▸ WHAT THE EXERCISE ASKS
Copy the data from the line containing "on the reflection" through the end of the data, changing "Where would you place a dot" to "Where would you put a point" and leaving everything else as it is.

Pointing and labeling data
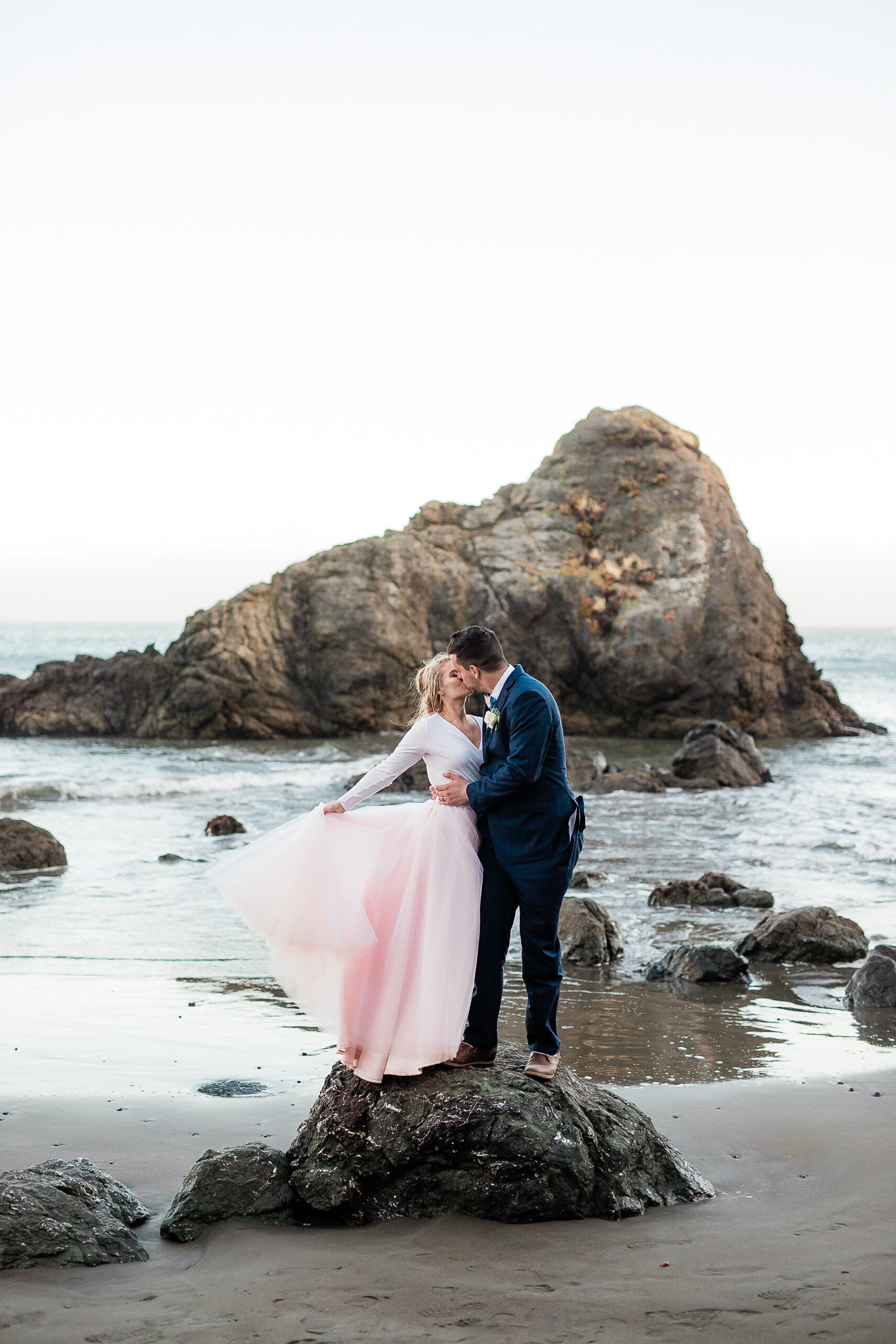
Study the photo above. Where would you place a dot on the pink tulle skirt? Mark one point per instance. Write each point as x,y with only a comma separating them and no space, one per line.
373,919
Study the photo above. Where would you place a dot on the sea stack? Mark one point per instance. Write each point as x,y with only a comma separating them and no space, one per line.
620,574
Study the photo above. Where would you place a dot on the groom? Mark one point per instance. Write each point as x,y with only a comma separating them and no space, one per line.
531,837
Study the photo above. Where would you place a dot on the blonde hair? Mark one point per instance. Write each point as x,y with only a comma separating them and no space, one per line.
428,687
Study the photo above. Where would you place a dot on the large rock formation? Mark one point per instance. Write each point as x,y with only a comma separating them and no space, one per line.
489,1143
620,573
68,1211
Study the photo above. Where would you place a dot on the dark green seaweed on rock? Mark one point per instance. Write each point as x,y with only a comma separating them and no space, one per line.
489,1143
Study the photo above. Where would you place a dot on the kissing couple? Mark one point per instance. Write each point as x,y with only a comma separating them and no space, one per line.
391,924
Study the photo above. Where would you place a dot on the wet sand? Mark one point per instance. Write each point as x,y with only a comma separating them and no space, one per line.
796,1246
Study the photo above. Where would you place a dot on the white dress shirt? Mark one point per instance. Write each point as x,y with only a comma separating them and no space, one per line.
499,687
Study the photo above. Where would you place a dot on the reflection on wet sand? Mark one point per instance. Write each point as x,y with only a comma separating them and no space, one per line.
630,1031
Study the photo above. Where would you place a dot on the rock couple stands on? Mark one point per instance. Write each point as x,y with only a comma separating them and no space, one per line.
620,574
489,1143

▸ SOLVED EXERCISE
Study the photo above. Where would you put a point on the reflection on wet sand? Mark one point per instance. Write each point as x,y with only a comma separating them and no space, one per line.
630,1031
Study the photo above. Where would you put a point on the rock couple stands on? Mark one point per instance. Write each point as x,y with only a comma separating them and no space, one per line.
620,574
489,1143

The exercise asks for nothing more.